== Document source
Mauvaise humeur féminine


Quand un homme témoigne de l’humeur, c’est qu’il en a et il la manifeste ouvertement. Personne ne le tire de son mutisme si c’est un boudeur ; personne n’échappe à ses boutades si c’est un grognon : il critique à tort et à travers, il gronde et tempête et il est franchement détestable avec tout le monde.

L’humeur d’une femme est chose plus compliquée, et elle ressemble aux statues qui rient d’un côté et pleurent de l’autre, car elle se choisit généralement une victime. Supposons une minute que ce soit son mari. Cela s’est déjà vu !

Sombre et maussade en sa présence, elle devient souriante dès qu’il s’éloigne. Pour lui les regards durs, les haussements d’épaules dédaigneux, les airs excédés les soupirs de victime… mais cette pauvre personne accablée se transforme dès qu’il disparaît : gaie, animée, charmante, elle a oublié tous ses maux !
====
*Travail demandé*
a – Dans le texte sur la mauvaise humeur féminine, relevez toutes les manifestations d'hostilité que la femme réserve à son mari, telles qu'elles sont énumérées dans la phrase qui commence par « Pour lui ».
b – Traduisez en anglais cette phrase du texte sur la mauvaise humeur féminine : « Supposons une minute que ce soit son mari. »
c – Prolongez le texte sur la mauvaise humeur féminine en poursuivant après sa dernière phrase.
Les items qui suivent forment un matériau à part, indépendant du texte.
== Données fournies
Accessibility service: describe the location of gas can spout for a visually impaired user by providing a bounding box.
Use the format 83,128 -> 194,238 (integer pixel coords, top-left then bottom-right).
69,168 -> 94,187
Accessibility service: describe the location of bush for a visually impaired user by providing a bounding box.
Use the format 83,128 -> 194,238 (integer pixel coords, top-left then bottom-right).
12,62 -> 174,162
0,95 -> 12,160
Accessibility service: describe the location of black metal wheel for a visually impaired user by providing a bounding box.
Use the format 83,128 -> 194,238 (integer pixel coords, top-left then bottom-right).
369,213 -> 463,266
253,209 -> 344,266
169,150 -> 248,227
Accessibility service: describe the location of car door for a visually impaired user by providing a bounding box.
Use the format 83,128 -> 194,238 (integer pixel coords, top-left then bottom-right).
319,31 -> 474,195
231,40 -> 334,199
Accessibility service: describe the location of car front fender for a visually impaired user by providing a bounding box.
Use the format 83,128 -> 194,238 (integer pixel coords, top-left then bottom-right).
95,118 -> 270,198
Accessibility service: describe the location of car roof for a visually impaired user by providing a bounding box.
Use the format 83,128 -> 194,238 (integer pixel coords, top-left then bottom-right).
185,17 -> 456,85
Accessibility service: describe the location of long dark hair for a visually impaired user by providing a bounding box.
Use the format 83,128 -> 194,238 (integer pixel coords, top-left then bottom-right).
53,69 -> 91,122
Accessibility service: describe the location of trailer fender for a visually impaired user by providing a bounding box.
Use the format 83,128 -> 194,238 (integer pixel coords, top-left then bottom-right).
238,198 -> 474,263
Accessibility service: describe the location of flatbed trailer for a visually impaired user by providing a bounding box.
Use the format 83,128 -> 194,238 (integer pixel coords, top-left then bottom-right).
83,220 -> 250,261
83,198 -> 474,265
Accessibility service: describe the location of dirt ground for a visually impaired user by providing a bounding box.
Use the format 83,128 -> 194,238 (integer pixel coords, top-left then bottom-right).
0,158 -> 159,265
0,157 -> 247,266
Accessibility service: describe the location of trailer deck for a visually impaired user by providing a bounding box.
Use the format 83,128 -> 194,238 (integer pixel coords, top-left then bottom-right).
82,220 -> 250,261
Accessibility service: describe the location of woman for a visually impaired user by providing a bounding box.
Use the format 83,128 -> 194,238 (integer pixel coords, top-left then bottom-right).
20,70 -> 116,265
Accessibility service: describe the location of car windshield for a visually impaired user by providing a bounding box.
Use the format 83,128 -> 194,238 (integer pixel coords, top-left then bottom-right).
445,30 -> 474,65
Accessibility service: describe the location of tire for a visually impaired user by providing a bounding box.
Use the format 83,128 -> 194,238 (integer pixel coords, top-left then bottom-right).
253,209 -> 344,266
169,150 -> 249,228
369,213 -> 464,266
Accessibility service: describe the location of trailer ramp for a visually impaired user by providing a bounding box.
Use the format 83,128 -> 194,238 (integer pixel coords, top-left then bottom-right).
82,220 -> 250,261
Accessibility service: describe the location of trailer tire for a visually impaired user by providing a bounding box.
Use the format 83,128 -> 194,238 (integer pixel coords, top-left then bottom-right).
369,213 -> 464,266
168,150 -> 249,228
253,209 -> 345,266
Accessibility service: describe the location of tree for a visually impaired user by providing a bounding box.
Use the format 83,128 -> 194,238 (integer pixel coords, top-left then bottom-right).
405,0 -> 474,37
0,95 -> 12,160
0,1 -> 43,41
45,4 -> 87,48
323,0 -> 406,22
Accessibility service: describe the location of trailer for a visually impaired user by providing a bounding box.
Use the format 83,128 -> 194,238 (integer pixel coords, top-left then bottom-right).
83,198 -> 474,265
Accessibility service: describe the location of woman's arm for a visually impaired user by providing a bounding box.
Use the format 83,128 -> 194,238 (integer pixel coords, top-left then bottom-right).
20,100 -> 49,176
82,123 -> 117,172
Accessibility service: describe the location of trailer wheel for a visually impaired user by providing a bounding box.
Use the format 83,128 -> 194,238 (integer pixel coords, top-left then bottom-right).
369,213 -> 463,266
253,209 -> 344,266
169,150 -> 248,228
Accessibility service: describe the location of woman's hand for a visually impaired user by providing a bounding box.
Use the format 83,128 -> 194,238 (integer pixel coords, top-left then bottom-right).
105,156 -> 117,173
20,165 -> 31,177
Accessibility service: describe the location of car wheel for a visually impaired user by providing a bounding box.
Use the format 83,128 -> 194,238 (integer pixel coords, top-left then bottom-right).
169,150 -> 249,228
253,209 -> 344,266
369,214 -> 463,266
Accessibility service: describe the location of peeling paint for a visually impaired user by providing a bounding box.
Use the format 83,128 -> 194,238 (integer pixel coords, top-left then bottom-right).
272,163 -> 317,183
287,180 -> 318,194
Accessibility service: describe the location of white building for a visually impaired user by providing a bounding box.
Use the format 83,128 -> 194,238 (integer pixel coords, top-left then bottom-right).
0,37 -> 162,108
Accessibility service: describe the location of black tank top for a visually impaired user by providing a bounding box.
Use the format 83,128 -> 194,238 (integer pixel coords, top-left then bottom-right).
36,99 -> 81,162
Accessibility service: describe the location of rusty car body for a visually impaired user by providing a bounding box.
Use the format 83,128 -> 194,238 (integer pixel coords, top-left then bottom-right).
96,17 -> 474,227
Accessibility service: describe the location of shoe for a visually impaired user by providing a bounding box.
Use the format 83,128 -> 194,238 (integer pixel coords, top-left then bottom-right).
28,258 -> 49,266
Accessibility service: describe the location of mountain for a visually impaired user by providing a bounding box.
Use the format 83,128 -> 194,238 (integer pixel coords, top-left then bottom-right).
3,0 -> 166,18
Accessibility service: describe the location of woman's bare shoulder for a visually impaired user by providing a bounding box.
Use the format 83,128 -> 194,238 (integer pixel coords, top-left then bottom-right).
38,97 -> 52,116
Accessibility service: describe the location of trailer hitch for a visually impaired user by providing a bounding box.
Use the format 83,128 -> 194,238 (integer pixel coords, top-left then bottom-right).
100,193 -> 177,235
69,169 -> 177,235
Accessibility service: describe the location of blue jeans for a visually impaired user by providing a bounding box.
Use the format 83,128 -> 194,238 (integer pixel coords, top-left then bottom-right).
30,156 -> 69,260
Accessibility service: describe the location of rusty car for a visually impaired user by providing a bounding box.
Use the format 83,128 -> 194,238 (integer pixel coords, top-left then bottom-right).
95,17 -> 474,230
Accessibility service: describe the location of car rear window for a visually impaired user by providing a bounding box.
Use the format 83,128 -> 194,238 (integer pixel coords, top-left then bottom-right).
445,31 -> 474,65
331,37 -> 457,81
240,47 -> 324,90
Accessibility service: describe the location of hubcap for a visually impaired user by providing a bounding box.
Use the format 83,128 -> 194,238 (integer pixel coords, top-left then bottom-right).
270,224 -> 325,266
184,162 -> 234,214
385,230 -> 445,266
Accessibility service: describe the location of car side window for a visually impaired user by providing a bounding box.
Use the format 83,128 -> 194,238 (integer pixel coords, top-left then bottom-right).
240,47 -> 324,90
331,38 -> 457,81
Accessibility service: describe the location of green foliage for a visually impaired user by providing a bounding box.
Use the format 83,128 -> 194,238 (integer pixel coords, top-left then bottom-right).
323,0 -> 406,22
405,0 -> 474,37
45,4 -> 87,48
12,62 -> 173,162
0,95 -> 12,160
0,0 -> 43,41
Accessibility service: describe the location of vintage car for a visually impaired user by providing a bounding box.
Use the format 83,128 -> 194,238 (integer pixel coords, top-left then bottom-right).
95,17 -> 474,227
====
*Réponses attendues*
a –
- les regards durs
- les haussements d'épaules dédaigneux
- les airs excédés
- les soupirs de victime

b – Let us suppose for a minute that it is her husband.

c –
Joue-t-elle donc la comédie ? Il faut bien avouer qu’il y en entre une bonne part, et c’est pourquoi la mauvaise humeur féminine ne m’inspire pas de sympathie. Cette mauvaise humeur n’est pas la suite du chagrin causé par un autre, mais de la rancune qu’elle en conserve et du dépit qu’elle veut lui en témoigner, ou bien, cette mauvaise humeur est tout simplement l’expression d’un vilain caractère.

Je ne cesse pas de m’étonner que la finesse d’une femme ne l’avertisse pas de la gaucherie d’un tel procédé. Croit-elle améliorer ainsi des relations déjà tendues ? Si son prestige diminue, pense-t-elle le rétablir en étant désagréable et revêche ? Ne suit-elle pas plutôt un instinct aveugle sans se demander à quoi il la mène ?

L’entêtement accompagne généralement la mauvaise humeur féminine et rien n’est plus curieux que d’en suivre le développement. Il s’exerce sur la première chose venue. Au hasard de la conversation, elle saisit une occasion de contredire et cela d’une façon péremptoire, absolue, qui, en un clin-d’œil devient agressive et irritante. Écoutez-la, vous ne lui trouverez ni bonne foi, ni bon sens : les raisons n’ont aucune prise sur elle, elle contredit sans s’occuper de vous blesser ; pour vous tenir tête, elle accumule les faussetés et les sottises, elle ne vous concède rien, et elle se résigne à être absurde plutôt que de céder d’une ligne. Si ce n’est pas une sotte, son irritation s’augmente de la confusion de se sentir ridicule et fausse.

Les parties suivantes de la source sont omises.